--- THINGS TO DO ---
[a] Answer these about the setup code:
(i) Which resource does the very first download call in the setup code fetch?
(ii) According to the comments, which two libraries are used for dataframes?
(iii) What category of warning is set to be ignored?
[b] Reproduce the setup code, beginning at the words "#visualization using matplotlib" and stopping after "category = DeprecationWarning)".

--- TEXT EXCERPT ---
━━━━━━━━
In [None]:
!pip install transformers
!pip install pyLDAvis
!pip install nltk
import nltk
nltk.download('omw-1.4')





In [None]:
import nltk
nltk.download('punkt')
nltk.download('averaged_perceptron_tagger')
nltk.download('tagsets')
nltk.download('wordnet')
nltk.download('stopwords')

In [None]:
# Import required libraries, functions and classes

#Numpy and pandas for dataframes
import numpy as np
import pandas as pd

# nltk library for tokenization, lemmatizer, stopwords, pos tags and FreqDist
# import string for punctuation and str manipulations
import nltk
from nltk.tokenize import word_tokenize,TweetTokenizer
from nltk.tag import pos_tag
from nltk.stem import WordNetLemmatizer
from nltk import FreqDist
from nltk.corpus import stopwords
import string

#Gensim library for LDA model creation . Corpora in gensim to create the id2word Dictionary and corpus of terms
import gensim
import gensim.corpora as corpora
from gensim.models import CoherenceModel

#visualization using matplotlib and pyLDAvis for the LDA model viz
import matplotlib.pyplot as plt
import pyLDAvis
import pyLDAvis.gensim_models

#import warnings to ignore deprecation warning
import warnings
warnings.filterwarnings("ignore", category = DeprecationWarning)
━━━━━━━━
Position annotation records:
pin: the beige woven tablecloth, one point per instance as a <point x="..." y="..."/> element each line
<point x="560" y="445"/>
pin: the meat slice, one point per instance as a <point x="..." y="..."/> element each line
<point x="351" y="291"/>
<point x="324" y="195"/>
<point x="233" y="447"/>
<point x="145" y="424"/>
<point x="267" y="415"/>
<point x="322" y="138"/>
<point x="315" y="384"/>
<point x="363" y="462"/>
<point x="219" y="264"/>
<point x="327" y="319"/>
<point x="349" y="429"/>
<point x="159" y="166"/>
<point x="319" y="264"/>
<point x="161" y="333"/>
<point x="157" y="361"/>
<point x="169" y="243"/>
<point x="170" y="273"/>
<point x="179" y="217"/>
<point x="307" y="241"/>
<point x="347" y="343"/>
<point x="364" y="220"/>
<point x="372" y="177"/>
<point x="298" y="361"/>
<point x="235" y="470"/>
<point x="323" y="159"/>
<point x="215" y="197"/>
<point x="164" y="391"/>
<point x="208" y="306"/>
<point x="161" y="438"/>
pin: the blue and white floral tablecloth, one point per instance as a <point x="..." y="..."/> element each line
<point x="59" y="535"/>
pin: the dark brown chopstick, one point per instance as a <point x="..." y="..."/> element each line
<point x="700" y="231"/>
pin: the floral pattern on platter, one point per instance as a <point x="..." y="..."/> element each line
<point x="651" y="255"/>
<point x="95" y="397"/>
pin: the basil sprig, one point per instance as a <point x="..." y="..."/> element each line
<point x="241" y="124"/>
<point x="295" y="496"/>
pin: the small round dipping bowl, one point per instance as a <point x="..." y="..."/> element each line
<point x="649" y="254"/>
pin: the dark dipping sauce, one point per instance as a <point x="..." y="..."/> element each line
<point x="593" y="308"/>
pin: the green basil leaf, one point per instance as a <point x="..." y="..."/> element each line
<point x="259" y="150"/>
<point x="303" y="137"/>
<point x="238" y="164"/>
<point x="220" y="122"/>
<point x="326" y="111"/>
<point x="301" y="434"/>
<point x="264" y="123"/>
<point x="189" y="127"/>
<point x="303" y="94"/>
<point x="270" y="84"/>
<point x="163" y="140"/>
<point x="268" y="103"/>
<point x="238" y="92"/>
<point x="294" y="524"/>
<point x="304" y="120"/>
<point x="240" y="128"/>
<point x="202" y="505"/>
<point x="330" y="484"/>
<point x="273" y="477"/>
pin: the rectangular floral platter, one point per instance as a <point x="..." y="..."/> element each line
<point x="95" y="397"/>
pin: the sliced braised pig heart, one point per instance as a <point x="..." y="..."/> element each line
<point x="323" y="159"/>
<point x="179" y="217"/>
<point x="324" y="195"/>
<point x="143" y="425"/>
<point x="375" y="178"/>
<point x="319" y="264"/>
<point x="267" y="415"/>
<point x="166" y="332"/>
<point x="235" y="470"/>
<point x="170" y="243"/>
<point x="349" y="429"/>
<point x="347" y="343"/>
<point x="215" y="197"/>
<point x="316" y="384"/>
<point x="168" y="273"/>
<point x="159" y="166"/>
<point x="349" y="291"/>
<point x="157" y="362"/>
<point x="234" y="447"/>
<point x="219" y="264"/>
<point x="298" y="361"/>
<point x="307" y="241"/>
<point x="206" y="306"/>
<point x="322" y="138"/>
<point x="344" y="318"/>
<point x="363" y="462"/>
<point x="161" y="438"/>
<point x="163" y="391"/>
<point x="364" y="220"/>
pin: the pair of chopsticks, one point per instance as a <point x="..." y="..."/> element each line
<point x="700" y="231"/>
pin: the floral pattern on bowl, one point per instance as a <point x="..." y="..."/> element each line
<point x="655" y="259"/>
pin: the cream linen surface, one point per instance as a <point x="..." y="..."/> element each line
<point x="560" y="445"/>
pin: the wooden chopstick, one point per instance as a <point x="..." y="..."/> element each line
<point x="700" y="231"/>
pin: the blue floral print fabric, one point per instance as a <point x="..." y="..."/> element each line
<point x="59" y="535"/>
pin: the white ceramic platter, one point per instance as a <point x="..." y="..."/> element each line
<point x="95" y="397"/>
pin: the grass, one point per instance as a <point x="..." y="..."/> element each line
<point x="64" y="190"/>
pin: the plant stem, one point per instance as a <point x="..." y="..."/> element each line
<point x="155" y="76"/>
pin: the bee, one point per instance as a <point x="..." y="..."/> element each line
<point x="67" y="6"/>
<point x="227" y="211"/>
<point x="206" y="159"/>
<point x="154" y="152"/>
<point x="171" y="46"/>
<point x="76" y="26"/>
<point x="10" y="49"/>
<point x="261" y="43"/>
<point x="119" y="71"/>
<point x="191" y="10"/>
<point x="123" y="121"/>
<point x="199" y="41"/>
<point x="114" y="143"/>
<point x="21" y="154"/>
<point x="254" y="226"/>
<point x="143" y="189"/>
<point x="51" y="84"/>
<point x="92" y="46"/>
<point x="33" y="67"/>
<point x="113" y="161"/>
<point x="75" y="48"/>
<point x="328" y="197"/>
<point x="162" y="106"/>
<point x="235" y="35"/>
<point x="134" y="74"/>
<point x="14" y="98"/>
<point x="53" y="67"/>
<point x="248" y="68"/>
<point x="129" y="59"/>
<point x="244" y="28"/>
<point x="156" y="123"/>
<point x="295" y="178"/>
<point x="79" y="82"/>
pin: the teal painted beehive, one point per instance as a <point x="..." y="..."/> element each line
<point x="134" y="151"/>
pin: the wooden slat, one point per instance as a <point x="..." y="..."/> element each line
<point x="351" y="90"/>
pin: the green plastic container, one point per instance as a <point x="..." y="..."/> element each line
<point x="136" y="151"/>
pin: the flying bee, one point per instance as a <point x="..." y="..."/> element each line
━━━━━━━━
--- THE RESULTS ---
[a]
(i) 'omw-1.4'
(ii) Numpy and pandas
(iii) DeprecationWarning

[b]
#visualization using matplotlib and pyLDAvis for the LDA model viz
import matplotlib.pyplot as plt
import pyLDAvis
import pyLDAvis.gensim_models

#import warnings to ignore deprecation warning
import warnings
warnings.filterwarnings("ignore", category = DeprecationWarning)